Pick up the blog post about mountain biking and a Florida trip after its final sentence and keep writing it.

### DOCUMENT PASSAGE

--------------------

I had ridden Bomb Dog way back when it was just the second half of the Blue Loop. It was familiar, though a lot chunkier than before. Trillium was new to me though, and it was super fun and smooth. Oval Office had a lot of big tabletops, but none of them had much of a lip. There was one weird step-down on Oval Office that I could imagine getting confused by. I wasn't taking any risks that day though, and managed it safely.

The whole day was just one big shred fest. The trails out there have more of a gigantic skatepark vibe, and less of an experiencing-the-terrain vibe. I prefer the latter overall, but the former is tremendous fun, so it's great to have systems like that, just not EVERY system.

We ate at the Peerless Saloon in downtown Anniston, and my blackened catfish basket was top notch. With a few exceptions, fish is garbage in Atlanta, but the closer you get to Louisiana, the better it is. I figured Alabama was close enough, gambled a little, and won.


Last week I spent a couple of days in Florida with some friends from Brazil. Here we are in the Animal Kingdom beneath Pandora's floating rocks.

Leidi, Alice, Diogo, and I at Pandora

My inner monologue went crazy during the trip. It switched from English to Portuguese sometime during the the first day. I didn't notice the transition, I just noticed that suddenly I was thinking in Portuguese. This was weird because I know all kinds of words for computer-and-business-related stuff, but not for everyday stuff, so my inner monologue would draw a blank pretty regularly. The whole time, it was like the longest game of Taboo ever too. I didn't know a bunch of words, and they knew I didn't know a bunch of words, so we were both trying to explain things while avoiding the most obvious words that one might use to explain them, with hilarious results. They left Friday morning, and I had to drive back to the ATL, but knowing I'd have the whole day to myself, I brought my bike, and figured I'd ride the sections of Croom for which I have no GPS data. On the drive over to Croom, my brain was apparently trying to switch back to English, and for 6 or 8 hours that day, I had no voice in my head, at all. I had thoughts, but they weren't accompanied by a voice. When I'd talk to people, there were no words in my head to accompany the words that were coming out of my mouth. It was the strangest experience. I didn't start thinking in English again until most of the way back to Atlanta.

The drive from Orlando to Croom was uneventful except that I stopped at a gas station hoping to score some Gatorade and bananas. This was a mom-and-pop gas station, not a QT or Racetrack. They had the Gatorade, but were out of bananas. They did carry them, but the basket was empty. The lady offered to see what she had in the back though - she likes to keep fruit around for her kids, when they come by. After a quick trip to the cooler, she came back with a box full of something...

--------------------

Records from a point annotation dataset
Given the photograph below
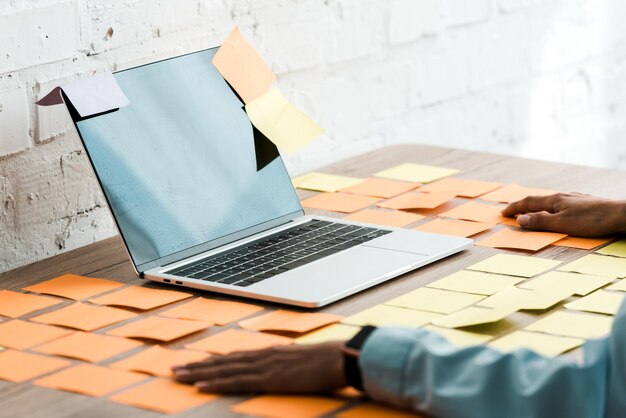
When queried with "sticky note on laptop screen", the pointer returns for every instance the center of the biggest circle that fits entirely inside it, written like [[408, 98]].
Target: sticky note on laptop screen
[[284, 124], [243, 67]]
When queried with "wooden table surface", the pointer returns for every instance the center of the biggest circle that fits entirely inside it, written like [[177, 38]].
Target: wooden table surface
[[108, 259]]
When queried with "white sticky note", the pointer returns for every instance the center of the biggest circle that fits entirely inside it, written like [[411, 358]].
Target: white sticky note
[[97, 94]]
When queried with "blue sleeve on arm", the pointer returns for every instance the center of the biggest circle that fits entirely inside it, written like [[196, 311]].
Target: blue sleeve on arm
[[419, 370]]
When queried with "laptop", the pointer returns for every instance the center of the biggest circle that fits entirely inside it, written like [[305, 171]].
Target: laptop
[[203, 200]]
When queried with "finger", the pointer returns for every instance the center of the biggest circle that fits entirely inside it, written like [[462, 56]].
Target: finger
[[237, 384], [532, 204], [541, 221]]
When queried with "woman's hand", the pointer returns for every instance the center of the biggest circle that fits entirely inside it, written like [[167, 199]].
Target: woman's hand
[[576, 215], [287, 369]]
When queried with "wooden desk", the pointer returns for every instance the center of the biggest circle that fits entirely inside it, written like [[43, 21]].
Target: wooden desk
[[108, 259]]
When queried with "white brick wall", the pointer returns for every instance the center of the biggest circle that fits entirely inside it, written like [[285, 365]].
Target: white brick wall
[[538, 78]]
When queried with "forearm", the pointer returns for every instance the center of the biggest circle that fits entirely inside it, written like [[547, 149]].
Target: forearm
[[419, 370], [618, 220]]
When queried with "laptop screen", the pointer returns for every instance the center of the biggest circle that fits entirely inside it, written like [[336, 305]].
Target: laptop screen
[[182, 166]]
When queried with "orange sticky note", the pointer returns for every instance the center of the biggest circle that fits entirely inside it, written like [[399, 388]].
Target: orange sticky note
[[243, 67], [74, 287], [141, 297], [474, 211], [339, 202], [282, 320], [461, 187], [158, 361], [383, 188], [388, 218], [509, 221], [88, 347], [163, 396], [16, 366], [22, 334], [160, 329], [220, 312], [372, 410], [409, 201], [513, 192], [84, 317], [582, 243], [90, 380], [233, 340], [521, 240], [454, 227], [16, 304], [286, 406]]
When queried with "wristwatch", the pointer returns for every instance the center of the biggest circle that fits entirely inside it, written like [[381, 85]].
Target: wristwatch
[[351, 352]]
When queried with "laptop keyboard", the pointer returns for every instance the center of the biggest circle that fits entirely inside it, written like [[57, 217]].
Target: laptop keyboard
[[279, 253]]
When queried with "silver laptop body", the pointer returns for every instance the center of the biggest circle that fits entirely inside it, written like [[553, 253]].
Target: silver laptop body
[[190, 182]]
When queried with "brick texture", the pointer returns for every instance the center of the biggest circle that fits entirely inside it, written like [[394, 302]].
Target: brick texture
[[536, 78]]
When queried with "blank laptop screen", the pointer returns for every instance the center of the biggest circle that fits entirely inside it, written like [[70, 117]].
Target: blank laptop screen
[[182, 165]]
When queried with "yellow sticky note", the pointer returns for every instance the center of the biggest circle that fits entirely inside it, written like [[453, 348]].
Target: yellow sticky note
[[284, 124], [419, 173], [526, 298], [334, 332], [599, 265], [571, 324], [382, 315], [598, 302], [474, 316], [580, 284], [458, 337], [322, 182], [621, 286], [544, 344], [515, 265], [476, 282], [435, 300], [617, 249], [243, 67]]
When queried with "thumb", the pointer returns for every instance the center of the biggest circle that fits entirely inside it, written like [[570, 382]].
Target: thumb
[[539, 221]]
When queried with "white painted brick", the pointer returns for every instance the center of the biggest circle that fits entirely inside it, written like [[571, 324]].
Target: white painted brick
[[38, 36], [463, 12], [440, 75], [499, 51], [356, 30], [14, 120], [411, 20], [301, 49], [535, 78]]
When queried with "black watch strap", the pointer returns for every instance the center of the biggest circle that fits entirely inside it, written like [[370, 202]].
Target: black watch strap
[[351, 367]]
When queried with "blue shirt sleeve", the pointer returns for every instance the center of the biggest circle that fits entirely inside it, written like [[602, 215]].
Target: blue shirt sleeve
[[419, 370]]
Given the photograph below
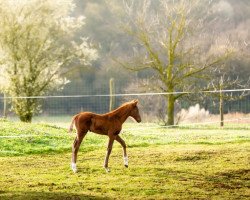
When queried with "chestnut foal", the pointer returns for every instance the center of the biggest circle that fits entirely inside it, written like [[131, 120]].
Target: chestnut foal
[[109, 124]]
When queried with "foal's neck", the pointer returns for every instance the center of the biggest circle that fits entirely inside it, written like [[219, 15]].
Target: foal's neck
[[122, 112]]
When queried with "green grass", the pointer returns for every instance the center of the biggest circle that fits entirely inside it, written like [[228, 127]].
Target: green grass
[[178, 163]]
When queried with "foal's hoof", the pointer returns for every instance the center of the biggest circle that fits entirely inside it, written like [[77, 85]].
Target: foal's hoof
[[107, 169], [73, 167]]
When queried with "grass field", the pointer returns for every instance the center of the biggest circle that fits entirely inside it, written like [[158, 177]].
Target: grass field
[[186, 163]]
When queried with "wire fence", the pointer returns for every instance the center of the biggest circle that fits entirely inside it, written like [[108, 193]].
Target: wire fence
[[193, 108]]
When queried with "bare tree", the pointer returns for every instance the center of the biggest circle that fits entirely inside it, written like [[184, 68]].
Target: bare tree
[[37, 49], [171, 40]]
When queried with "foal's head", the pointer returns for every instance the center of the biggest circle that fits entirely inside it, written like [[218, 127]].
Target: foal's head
[[135, 111]]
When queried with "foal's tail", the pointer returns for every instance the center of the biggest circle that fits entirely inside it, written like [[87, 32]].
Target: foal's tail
[[72, 124]]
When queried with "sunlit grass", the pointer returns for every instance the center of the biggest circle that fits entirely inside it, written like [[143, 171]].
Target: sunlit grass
[[163, 164]]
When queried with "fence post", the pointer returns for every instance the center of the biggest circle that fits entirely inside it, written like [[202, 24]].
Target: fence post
[[4, 106], [111, 93]]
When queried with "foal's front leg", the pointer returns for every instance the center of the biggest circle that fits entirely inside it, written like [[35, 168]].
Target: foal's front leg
[[75, 149], [123, 144], [109, 149]]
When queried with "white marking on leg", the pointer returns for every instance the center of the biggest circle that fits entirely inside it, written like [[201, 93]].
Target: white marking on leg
[[73, 167], [125, 161]]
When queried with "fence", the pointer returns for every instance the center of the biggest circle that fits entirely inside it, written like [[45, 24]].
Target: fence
[[194, 107]]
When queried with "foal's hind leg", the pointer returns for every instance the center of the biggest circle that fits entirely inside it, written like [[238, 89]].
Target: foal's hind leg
[[123, 144], [109, 149], [75, 149]]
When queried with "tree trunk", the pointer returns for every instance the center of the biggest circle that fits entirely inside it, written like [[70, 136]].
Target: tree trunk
[[170, 110], [221, 110], [111, 93]]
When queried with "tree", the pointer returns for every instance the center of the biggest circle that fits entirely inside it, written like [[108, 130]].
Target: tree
[[37, 48], [172, 41]]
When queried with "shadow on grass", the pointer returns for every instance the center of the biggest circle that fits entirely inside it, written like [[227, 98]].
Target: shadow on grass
[[33, 195]]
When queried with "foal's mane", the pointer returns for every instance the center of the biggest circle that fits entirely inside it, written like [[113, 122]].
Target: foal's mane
[[122, 108]]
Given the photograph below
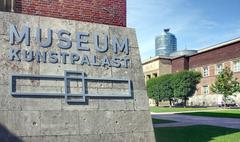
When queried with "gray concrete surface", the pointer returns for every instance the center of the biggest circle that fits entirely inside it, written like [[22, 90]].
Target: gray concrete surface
[[187, 120], [51, 119]]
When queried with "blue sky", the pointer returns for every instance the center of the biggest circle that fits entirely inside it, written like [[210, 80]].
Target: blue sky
[[196, 23]]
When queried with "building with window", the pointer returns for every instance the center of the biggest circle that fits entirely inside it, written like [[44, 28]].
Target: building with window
[[165, 44], [209, 61]]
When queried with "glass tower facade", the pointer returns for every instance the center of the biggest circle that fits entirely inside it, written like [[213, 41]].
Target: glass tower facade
[[165, 44]]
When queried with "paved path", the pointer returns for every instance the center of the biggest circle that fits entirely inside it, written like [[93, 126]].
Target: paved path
[[187, 120]]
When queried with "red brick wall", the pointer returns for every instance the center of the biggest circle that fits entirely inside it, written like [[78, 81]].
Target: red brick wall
[[217, 55], [179, 64], [214, 56], [112, 12]]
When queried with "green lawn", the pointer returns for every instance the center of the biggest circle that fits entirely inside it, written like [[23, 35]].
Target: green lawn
[[167, 109], [231, 113], [197, 133], [157, 121]]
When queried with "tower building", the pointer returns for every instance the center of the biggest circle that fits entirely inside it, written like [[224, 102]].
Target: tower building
[[165, 44]]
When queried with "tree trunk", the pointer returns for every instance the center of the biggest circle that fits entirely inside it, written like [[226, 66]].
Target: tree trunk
[[185, 101], [170, 102], [157, 102]]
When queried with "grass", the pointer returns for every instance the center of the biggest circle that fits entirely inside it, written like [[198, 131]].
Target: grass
[[167, 109], [230, 113], [158, 121], [197, 133]]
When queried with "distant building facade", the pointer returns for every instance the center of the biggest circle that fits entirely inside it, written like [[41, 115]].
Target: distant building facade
[[209, 61], [165, 44]]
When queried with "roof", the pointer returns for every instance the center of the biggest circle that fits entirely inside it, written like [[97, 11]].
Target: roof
[[156, 58], [219, 45]]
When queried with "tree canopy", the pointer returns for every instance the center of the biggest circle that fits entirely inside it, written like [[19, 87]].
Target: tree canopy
[[179, 85], [225, 84]]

--------------------

### RESPONSE TO THIS TASK
"Do you want peaches?"

"Yeah! That'd be great!"

And, man they were. Perfectly ripe. A little cool. The flesh pulled right away from the pit. I hadn't had peaches that good in years, and I live in Georgia. It was the most satisfying 2 dollars I'd spent the whole trip.

I arrived at Croom shortly thereafter, feeling a little short on sleep, but well enough to knock out some Florida miles.

Croom Trailhead

It took me a minute to get ready, and a bunch of riders came through on the Withlacoochee Trail while I was at it. The Withlacoochee crosses Croom Road right there at the trailhead. During the Huracan, we pick it up, ride a mile or two, ride most of Croom, then bump back out to the Withlacoochee. Everybody looked hot and tired. Nobody seemed fresh. I wondered if I was overconfident about how I was feeling.

The trail was a little rough. It had apparently rained intensely, every day, for the past 2 weeks, though never for very long - 30 minutes or an hour at a time, maybe twice a day. The trail looked like it had been stormed on, and not ridden since. I figured I'd do my part to help restore it, however futile that might prove.

To a non-Floridian, the woods was absolutely gorgeous.

The space between the trees, and the dense brush here...

Croom 1

And here, the low hanging, mossy, Live Oak, surrounded by Longleaf Pine, who's fallen needles choke out anything between them...

Croom 2

Here the photo just doesn't do it justice. There are rolling hills in the background, perfectly visible in the summer time, despite being in the middle of the forest...

Croom 3

I enjoyed the forest as much as the trail.

Oh yeah... one thing I particularly enjoyed was rolling over pine needles. They lie there baking in the heat all day, and then emit a strong fragrance when you crunch over them. There's a bit of that in Georgia, but whole sections of the woods smelled like baked, crunchy pine needles down there.

I love it!

I also loved who well signed the trail was.

You are Here

This was fortunate because I'd printed a map at the hotel, but failed to get a little ziplock bag to put it in, and it wouldn't have lasted a minute in the heat. I took a photo of it, but pulling my phone out all of the time would have been such an unbearable pain... Luckily, I didn't have to.

There was one chunk of the trail called So-Co (Southern Comfort) that wound back and forth over various little mine tailings.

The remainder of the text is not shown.